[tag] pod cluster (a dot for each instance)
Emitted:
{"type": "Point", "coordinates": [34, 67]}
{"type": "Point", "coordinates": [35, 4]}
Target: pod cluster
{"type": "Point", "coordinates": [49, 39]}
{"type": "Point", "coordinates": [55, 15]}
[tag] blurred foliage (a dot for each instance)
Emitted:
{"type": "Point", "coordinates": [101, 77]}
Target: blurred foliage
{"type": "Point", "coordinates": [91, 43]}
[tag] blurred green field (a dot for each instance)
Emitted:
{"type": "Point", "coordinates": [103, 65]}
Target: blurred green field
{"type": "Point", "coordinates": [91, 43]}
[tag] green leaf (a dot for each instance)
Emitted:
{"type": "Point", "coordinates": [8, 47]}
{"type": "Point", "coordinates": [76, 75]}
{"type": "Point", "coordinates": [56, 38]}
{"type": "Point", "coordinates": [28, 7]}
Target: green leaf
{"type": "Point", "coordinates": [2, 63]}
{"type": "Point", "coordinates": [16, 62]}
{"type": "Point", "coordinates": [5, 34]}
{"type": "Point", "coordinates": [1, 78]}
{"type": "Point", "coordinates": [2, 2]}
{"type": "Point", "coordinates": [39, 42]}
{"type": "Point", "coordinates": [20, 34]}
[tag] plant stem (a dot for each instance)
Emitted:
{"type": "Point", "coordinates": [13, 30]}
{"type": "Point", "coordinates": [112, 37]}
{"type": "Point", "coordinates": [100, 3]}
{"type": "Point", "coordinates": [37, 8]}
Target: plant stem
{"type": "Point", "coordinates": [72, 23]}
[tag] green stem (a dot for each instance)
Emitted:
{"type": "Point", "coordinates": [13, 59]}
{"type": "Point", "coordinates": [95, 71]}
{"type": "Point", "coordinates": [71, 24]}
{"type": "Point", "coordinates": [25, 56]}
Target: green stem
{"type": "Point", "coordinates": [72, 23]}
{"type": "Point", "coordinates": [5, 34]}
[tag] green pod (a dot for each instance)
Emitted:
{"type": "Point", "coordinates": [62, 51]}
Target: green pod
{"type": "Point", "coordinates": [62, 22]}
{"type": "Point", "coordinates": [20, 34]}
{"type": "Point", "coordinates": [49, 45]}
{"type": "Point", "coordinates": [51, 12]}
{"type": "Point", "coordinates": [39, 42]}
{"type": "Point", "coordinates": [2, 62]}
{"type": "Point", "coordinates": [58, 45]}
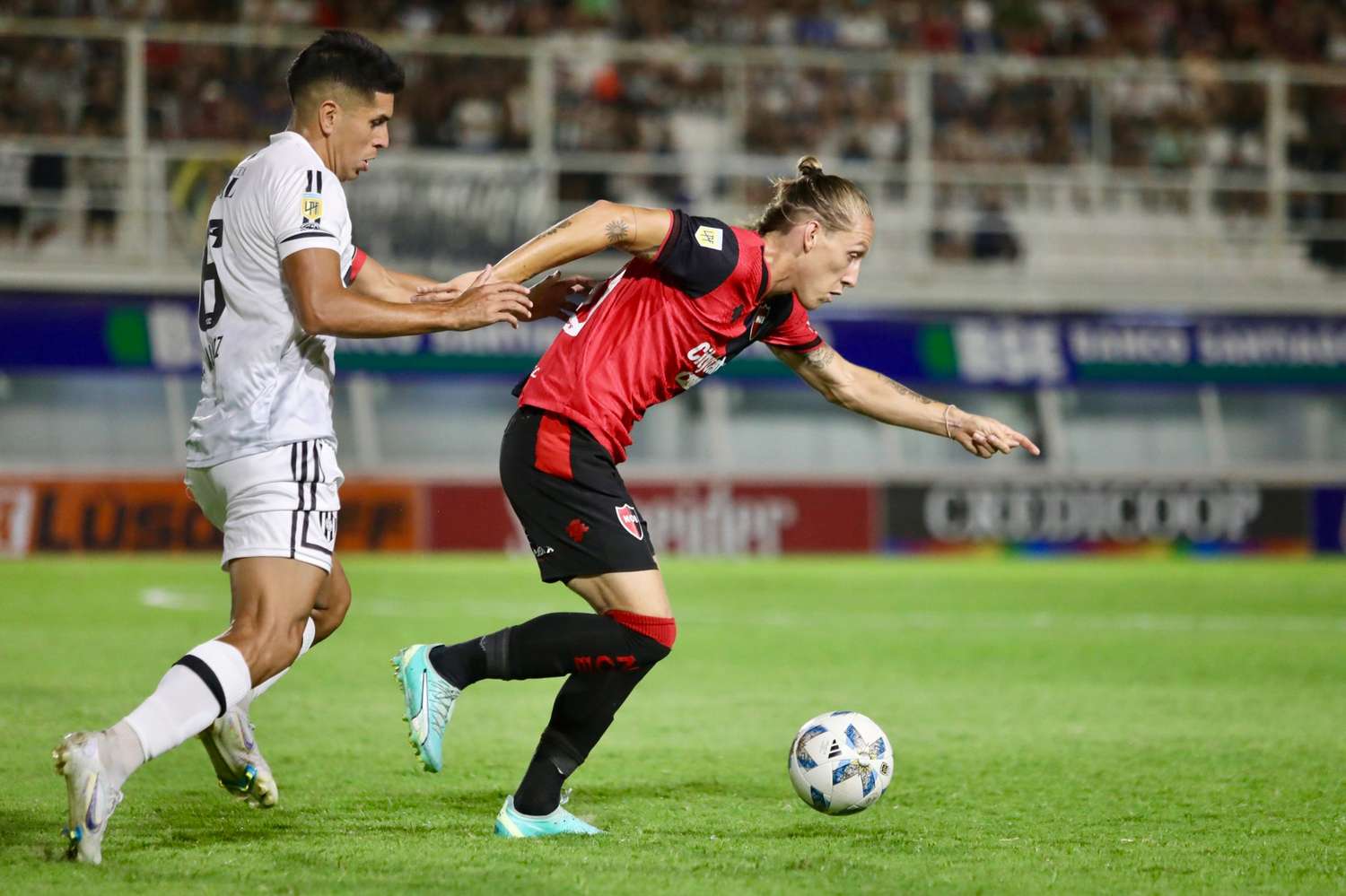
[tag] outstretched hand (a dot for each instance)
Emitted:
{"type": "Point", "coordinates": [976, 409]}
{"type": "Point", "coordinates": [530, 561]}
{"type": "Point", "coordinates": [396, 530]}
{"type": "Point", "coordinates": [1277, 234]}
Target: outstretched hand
{"type": "Point", "coordinates": [555, 295]}
{"type": "Point", "coordinates": [985, 436]}
{"type": "Point", "coordinates": [486, 301]}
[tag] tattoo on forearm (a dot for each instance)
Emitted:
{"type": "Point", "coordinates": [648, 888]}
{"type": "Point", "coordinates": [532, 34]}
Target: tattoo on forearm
{"type": "Point", "coordinates": [560, 225]}
{"type": "Point", "coordinates": [906, 393]}
{"type": "Point", "coordinates": [618, 231]}
{"type": "Point", "coordinates": [821, 358]}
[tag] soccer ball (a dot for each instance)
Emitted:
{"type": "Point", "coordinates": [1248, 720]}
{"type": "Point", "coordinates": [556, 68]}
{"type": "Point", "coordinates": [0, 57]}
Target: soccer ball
{"type": "Point", "coordinates": [840, 763]}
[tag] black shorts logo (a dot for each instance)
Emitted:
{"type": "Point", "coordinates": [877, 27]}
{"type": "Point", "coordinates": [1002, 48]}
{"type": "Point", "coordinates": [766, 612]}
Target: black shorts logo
{"type": "Point", "coordinates": [630, 521]}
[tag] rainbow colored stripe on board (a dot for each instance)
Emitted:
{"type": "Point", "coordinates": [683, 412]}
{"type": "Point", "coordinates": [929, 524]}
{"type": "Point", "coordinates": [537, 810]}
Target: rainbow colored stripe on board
{"type": "Point", "coordinates": [1271, 546]}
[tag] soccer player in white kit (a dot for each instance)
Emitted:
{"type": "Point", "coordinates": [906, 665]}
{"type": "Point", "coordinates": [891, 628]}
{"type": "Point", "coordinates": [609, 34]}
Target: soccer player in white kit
{"type": "Point", "coordinates": [280, 280]}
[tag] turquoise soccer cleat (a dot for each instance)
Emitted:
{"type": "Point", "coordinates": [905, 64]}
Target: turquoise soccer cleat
{"type": "Point", "coordinates": [430, 702]}
{"type": "Point", "coordinates": [511, 822]}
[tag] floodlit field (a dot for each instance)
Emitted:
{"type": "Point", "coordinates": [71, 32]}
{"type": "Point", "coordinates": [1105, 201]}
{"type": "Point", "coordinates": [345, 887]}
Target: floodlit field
{"type": "Point", "coordinates": [1081, 726]}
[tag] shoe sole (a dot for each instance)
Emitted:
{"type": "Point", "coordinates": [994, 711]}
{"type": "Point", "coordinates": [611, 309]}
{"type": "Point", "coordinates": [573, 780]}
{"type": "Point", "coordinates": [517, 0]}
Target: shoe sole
{"type": "Point", "coordinates": [255, 788]}
{"type": "Point", "coordinates": [73, 831]}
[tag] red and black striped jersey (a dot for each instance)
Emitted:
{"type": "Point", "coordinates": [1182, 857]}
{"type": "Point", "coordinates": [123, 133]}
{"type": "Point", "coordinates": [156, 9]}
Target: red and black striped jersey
{"type": "Point", "coordinates": [656, 328]}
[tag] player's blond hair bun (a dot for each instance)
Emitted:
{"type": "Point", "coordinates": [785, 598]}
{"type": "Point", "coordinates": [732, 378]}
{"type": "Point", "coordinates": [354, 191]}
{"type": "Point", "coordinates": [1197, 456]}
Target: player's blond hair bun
{"type": "Point", "coordinates": [835, 202]}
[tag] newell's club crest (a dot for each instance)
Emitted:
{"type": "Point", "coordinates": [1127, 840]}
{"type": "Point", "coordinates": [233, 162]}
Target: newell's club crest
{"type": "Point", "coordinates": [630, 521]}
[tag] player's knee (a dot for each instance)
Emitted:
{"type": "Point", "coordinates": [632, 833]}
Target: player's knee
{"type": "Point", "coordinates": [331, 613]}
{"type": "Point", "coordinates": [268, 643]}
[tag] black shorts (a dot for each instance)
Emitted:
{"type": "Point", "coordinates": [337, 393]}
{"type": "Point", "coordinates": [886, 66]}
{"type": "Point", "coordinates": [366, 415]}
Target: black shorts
{"type": "Point", "coordinates": [564, 487]}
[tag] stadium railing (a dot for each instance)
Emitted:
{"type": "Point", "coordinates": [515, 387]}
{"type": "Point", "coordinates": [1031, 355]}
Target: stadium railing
{"type": "Point", "coordinates": [1151, 298]}
{"type": "Point", "coordinates": [1018, 182]}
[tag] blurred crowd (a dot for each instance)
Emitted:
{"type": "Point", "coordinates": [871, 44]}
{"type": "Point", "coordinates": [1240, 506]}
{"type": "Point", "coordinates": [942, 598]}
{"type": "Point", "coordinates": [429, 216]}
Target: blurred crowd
{"type": "Point", "coordinates": [606, 102]}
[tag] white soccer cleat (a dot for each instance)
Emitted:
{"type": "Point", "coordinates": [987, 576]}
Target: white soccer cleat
{"type": "Point", "coordinates": [240, 767]}
{"type": "Point", "coordinates": [89, 796]}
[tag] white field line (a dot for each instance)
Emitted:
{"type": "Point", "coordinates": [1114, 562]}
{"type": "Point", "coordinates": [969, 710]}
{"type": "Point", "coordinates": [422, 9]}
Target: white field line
{"type": "Point", "coordinates": [166, 599]}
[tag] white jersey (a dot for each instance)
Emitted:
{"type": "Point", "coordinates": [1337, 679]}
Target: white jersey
{"type": "Point", "coordinates": [264, 381]}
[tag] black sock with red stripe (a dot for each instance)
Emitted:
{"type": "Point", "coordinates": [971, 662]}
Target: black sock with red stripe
{"type": "Point", "coordinates": [584, 709]}
{"type": "Point", "coordinates": [557, 645]}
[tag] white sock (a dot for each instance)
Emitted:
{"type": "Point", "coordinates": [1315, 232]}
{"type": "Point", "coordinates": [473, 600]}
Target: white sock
{"type": "Point", "coordinates": [263, 688]}
{"type": "Point", "coordinates": [193, 693]}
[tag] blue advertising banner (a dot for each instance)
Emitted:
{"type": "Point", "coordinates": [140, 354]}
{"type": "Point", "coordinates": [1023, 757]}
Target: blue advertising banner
{"type": "Point", "coordinates": [159, 333]}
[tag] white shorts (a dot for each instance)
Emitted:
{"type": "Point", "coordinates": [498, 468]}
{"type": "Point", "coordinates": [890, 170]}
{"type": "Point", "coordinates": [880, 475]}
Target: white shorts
{"type": "Point", "coordinates": [277, 503]}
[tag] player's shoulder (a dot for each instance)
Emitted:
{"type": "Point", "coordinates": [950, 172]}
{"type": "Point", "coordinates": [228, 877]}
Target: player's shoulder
{"type": "Point", "coordinates": [705, 255]}
{"type": "Point", "coordinates": [290, 161]}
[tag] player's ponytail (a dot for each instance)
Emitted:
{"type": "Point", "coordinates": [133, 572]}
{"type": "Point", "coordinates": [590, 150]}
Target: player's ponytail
{"type": "Point", "coordinates": [831, 199]}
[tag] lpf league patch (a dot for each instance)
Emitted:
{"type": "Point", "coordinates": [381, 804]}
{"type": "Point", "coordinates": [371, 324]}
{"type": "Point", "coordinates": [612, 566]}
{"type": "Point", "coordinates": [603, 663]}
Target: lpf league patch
{"type": "Point", "coordinates": [630, 521]}
{"type": "Point", "coordinates": [710, 237]}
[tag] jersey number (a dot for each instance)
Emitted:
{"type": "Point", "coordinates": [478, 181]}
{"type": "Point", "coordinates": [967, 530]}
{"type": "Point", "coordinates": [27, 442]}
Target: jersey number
{"type": "Point", "coordinates": [212, 291]}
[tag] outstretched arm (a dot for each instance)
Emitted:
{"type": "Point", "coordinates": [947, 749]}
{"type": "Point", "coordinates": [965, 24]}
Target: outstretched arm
{"type": "Point", "coordinates": [325, 307]}
{"type": "Point", "coordinates": [603, 225]}
{"type": "Point", "coordinates": [392, 285]}
{"type": "Point", "coordinates": [870, 393]}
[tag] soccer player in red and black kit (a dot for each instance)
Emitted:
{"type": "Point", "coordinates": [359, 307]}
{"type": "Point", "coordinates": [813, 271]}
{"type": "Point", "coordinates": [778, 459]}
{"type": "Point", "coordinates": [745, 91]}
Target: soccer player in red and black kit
{"type": "Point", "coordinates": [696, 293]}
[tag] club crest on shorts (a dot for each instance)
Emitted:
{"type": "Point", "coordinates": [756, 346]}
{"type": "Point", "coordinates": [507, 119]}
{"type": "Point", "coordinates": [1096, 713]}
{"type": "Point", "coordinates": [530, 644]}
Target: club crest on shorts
{"type": "Point", "coordinates": [630, 521]}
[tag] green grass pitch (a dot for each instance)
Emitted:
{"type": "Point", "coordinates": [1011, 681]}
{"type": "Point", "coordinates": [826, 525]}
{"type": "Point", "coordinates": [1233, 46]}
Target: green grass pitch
{"type": "Point", "coordinates": [1081, 726]}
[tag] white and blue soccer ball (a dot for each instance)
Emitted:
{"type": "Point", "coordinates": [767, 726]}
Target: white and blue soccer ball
{"type": "Point", "coordinates": [840, 763]}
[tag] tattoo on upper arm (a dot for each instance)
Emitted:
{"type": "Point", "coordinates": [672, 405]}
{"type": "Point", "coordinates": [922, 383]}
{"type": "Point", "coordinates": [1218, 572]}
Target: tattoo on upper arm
{"type": "Point", "coordinates": [906, 393]}
{"type": "Point", "coordinates": [618, 231]}
{"type": "Point", "coordinates": [821, 358]}
{"type": "Point", "coordinates": [560, 225]}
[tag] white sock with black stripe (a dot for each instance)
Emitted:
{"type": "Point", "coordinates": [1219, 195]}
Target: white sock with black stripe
{"type": "Point", "coordinates": [310, 630]}
{"type": "Point", "coordinates": [193, 693]}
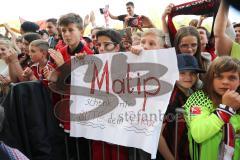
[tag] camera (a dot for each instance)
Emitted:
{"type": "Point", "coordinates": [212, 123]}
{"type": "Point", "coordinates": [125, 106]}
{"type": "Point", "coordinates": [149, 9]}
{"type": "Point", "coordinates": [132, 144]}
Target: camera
{"type": "Point", "coordinates": [101, 10]}
{"type": "Point", "coordinates": [133, 22]}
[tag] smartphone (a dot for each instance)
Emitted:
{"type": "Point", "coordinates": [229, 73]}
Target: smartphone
{"type": "Point", "coordinates": [101, 10]}
{"type": "Point", "coordinates": [133, 22]}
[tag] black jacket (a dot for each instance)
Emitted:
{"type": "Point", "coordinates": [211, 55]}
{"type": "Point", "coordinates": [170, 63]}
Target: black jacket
{"type": "Point", "coordinates": [30, 125]}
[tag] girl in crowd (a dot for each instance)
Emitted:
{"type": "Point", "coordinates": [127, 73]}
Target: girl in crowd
{"type": "Point", "coordinates": [188, 76]}
{"type": "Point", "coordinates": [151, 39]}
{"type": "Point", "coordinates": [187, 40]}
{"type": "Point", "coordinates": [38, 52]}
{"type": "Point", "coordinates": [9, 55]}
{"type": "Point", "coordinates": [24, 58]}
{"type": "Point", "coordinates": [108, 41]}
{"type": "Point", "coordinates": [212, 114]}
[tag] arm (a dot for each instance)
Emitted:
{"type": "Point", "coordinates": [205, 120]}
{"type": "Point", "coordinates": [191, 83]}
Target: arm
{"type": "Point", "coordinates": [223, 43]}
{"type": "Point", "coordinates": [165, 30]}
{"type": "Point", "coordinates": [13, 37]}
{"type": "Point", "coordinates": [15, 69]}
{"type": "Point", "coordinates": [163, 147]}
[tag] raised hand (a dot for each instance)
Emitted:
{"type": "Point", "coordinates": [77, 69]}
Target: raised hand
{"type": "Point", "coordinates": [56, 56]}
{"type": "Point", "coordinates": [232, 99]}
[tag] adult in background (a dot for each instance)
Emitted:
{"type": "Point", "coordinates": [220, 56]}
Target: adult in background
{"type": "Point", "coordinates": [125, 17]}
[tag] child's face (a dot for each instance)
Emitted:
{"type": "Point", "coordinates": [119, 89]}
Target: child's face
{"type": "Point", "coordinates": [105, 45]}
{"type": "Point", "coordinates": [3, 51]}
{"type": "Point", "coordinates": [25, 47]}
{"type": "Point", "coordinates": [136, 40]}
{"type": "Point", "coordinates": [203, 38]}
{"type": "Point", "coordinates": [71, 35]}
{"type": "Point", "coordinates": [51, 28]}
{"type": "Point", "coordinates": [187, 79]}
{"type": "Point", "coordinates": [150, 42]}
{"type": "Point", "coordinates": [36, 54]}
{"type": "Point", "coordinates": [225, 81]}
{"type": "Point", "coordinates": [188, 45]}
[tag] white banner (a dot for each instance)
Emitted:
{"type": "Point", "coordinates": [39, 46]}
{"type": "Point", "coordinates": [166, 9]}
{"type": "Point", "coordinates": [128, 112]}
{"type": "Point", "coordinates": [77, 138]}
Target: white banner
{"type": "Point", "coordinates": [121, 98]}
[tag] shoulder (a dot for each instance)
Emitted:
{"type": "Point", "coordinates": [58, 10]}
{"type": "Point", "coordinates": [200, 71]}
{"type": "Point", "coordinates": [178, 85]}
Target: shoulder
{"type": "Point", "coordinates": [235, 50]}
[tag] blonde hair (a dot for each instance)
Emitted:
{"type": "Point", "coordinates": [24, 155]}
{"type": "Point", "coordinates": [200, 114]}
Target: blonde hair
{"type": "Point", "coordinates": [41, 44]}
{"type": "Point", "coordinates": [157, 32]}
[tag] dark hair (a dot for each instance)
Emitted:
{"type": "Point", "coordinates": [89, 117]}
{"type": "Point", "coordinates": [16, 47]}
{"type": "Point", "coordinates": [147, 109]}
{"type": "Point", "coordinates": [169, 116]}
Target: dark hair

━━━━━━

Exercise goal | Recast the lines from the one containing "[tag] blonde hair (a dot for each instance)" through the end of the records, both included, as a numbered list, leaving out any blank lines.

Full solution |
1. [tag] blonde hair (a dot for each instance)
2. Emitted:
3. {"type": "Point", "coordinates": [24, 155]}
4. {"type": "Point", "coordinates": [200, 114]}
5. Target: blonde hair
6. {"type": "Point", "coordinates": [41, 44]}
7. {"type": "Point", "coordinates": [157, 32]}
8. [tag] dark hair (a dot for each instance)
9. Emitted:
10. {"type": "Point", "coordinates": [89, 117]}
11. {"type": "Point", "coordinates": [16, 47]}
12. {"type": "Point", "coordinates": [147, 109]}
13. {"type": "Point", "coordinates": [169, 116]}
14. Target: dark hair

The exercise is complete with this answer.